WORK INSTRUCTIONS =>
Identify every line in the records below that contains the word "sprinkle", and copy each such line in full.

─── SUPPLIED MATERIAL ───

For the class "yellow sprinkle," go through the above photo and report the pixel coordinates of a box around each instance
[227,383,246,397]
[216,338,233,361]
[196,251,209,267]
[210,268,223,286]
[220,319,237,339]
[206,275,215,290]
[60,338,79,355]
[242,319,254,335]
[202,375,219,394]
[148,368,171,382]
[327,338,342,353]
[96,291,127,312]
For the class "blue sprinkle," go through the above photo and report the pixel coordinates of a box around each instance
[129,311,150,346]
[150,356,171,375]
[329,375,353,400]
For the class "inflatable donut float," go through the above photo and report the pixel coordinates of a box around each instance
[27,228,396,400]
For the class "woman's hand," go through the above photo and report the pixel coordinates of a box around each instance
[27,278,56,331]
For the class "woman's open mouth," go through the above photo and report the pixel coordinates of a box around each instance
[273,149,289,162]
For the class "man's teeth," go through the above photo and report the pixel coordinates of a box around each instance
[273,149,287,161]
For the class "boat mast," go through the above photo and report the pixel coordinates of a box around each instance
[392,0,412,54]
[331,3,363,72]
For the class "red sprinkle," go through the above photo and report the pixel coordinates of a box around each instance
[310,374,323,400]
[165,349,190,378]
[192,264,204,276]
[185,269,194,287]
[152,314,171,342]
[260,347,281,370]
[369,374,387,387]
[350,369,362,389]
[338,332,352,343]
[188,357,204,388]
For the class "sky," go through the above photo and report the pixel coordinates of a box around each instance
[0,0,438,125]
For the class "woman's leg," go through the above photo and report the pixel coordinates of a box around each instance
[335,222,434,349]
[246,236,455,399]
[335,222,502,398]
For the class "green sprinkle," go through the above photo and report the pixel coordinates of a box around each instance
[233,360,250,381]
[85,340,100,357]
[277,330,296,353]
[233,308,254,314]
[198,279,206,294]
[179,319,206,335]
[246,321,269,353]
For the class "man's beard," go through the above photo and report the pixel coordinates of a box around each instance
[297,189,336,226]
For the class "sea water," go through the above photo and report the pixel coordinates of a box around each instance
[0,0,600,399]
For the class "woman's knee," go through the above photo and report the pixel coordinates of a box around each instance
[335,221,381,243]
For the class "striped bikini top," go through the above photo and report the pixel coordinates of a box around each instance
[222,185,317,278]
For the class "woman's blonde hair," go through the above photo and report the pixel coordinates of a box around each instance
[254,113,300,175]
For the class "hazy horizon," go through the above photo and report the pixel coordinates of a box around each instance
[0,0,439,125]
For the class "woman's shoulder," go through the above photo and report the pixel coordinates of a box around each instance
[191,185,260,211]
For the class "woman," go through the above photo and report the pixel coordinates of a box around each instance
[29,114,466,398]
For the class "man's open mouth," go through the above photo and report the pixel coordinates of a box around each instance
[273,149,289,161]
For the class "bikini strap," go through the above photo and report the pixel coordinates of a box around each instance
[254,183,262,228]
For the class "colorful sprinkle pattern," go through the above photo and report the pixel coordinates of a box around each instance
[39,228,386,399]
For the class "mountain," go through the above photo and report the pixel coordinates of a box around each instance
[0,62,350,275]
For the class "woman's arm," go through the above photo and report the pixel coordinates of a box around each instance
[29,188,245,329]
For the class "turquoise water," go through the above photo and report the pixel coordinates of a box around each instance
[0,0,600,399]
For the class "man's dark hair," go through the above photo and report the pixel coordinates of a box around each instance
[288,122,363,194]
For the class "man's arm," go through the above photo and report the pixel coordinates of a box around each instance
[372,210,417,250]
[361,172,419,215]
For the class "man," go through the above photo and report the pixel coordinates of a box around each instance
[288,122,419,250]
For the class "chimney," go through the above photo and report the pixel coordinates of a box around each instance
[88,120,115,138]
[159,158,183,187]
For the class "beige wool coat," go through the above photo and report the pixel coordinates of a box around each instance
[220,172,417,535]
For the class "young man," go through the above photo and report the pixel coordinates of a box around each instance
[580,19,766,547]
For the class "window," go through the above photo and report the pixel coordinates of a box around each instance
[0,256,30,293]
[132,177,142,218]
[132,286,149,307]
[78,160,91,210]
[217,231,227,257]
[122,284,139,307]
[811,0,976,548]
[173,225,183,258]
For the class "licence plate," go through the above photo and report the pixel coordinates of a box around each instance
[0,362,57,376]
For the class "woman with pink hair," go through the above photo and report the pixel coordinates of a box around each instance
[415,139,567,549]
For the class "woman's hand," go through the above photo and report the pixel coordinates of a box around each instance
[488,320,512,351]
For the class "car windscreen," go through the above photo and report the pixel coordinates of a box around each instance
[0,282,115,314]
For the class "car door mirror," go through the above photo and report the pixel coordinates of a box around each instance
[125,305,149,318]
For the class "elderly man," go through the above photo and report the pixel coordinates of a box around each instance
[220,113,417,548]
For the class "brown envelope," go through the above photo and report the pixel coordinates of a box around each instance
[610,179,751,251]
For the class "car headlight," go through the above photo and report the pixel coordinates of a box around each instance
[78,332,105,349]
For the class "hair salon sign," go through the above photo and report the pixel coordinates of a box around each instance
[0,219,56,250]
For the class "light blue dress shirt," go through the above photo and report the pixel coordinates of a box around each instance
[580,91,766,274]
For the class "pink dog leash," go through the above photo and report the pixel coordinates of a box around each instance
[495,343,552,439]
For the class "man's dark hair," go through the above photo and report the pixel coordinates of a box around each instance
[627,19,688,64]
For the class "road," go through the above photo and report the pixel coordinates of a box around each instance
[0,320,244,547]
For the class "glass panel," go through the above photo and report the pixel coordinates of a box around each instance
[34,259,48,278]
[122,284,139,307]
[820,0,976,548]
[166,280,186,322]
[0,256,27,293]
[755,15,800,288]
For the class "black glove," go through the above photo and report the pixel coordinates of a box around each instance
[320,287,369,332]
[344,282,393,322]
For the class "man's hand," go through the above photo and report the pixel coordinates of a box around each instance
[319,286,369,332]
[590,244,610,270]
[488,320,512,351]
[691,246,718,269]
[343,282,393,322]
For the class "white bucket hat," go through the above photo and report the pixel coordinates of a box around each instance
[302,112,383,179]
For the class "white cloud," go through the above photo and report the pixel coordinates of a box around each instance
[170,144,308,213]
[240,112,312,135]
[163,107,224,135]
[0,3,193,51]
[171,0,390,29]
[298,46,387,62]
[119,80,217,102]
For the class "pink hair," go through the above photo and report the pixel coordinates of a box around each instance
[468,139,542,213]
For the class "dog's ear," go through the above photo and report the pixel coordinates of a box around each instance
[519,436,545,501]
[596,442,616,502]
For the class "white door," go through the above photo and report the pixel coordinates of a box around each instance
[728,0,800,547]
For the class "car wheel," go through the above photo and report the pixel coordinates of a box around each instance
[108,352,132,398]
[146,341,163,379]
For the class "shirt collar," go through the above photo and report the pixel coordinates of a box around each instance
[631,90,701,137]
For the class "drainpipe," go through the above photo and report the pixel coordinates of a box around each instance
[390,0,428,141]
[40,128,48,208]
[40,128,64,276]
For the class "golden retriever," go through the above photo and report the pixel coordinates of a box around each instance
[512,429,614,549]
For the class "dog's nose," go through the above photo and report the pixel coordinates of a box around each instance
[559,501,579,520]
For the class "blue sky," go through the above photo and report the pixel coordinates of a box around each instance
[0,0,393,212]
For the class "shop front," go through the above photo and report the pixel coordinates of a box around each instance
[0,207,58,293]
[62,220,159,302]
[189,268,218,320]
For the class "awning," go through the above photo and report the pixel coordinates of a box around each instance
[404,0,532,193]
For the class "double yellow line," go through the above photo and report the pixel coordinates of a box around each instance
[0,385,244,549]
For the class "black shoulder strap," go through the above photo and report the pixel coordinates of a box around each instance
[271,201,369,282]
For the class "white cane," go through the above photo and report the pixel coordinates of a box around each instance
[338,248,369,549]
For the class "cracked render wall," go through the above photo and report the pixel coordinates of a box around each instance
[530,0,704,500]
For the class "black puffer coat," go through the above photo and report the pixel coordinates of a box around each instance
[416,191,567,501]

───

COMPLETE OUTPUT =>
For the class "yellow sprinkle," go through the above photo and report the pixel coordinates of a box around each instance
For the class "blue sprinkle," go through the above photo and report the pixel coordinates of a box around each instance
For the class "red sprinkle," go through the above photo and report the pixel coordinates of a box around each instance
For the class "green sprinkle," go through the above photo and report the pixel coordinates of a box around each instance
For the class "colorful sprinkle pattern," go through the above photo and report the pixel coordinates of a box around each instance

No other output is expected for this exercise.